- [Stated goal]
Reproduce the entries below from the line containing "of the wooden" through the end of the entries, with both ends included. Reduce every answer coordinate by 7 and leave the requests and their sample coordinates unchanged.

Start of The records

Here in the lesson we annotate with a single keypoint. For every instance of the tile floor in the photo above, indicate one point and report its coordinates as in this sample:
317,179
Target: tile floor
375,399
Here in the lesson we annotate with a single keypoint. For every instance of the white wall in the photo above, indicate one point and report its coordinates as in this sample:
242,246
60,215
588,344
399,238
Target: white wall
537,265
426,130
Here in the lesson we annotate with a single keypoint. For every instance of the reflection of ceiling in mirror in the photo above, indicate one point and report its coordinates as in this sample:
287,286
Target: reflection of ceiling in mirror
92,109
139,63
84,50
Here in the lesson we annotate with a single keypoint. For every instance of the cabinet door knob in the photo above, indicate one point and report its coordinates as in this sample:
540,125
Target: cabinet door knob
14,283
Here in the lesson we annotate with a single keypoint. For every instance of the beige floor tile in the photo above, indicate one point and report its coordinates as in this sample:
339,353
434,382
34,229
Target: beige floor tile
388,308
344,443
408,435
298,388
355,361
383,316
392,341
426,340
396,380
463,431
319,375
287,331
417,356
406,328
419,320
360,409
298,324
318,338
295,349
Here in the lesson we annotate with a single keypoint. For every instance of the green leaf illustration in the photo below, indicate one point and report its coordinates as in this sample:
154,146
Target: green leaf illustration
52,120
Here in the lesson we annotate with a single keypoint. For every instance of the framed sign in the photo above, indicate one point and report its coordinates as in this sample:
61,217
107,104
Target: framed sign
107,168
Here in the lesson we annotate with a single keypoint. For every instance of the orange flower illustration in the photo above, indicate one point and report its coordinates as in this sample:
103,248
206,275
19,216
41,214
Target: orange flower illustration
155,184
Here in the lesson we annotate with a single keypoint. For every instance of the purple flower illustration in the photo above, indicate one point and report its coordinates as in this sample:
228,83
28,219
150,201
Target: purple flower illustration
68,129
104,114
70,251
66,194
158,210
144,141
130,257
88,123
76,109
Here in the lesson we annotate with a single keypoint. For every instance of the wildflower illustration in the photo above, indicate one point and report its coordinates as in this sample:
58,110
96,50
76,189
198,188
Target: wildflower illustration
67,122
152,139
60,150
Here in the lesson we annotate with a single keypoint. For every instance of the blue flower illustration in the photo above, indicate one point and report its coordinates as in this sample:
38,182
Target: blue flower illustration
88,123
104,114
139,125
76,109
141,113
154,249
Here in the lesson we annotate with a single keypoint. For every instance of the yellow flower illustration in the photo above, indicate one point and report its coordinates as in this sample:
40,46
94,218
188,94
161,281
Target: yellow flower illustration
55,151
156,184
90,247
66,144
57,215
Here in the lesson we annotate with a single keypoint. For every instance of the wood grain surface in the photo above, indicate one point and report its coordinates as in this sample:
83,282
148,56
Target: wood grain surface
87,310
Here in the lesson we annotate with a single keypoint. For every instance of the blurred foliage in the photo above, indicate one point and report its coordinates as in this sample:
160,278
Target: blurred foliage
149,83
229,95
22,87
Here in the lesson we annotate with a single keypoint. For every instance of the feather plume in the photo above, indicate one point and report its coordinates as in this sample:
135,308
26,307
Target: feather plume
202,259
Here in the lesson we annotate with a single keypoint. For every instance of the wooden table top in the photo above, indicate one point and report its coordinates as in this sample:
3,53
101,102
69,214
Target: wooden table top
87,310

End of The records

- [Response]
Here in the lesson we annotate with a single keypoint. For every instance of the wooden table top in the photo above, indicate one point and report its coordinates as in this sample:
3,53
101,102
69,214
Target: wooden table top
80,303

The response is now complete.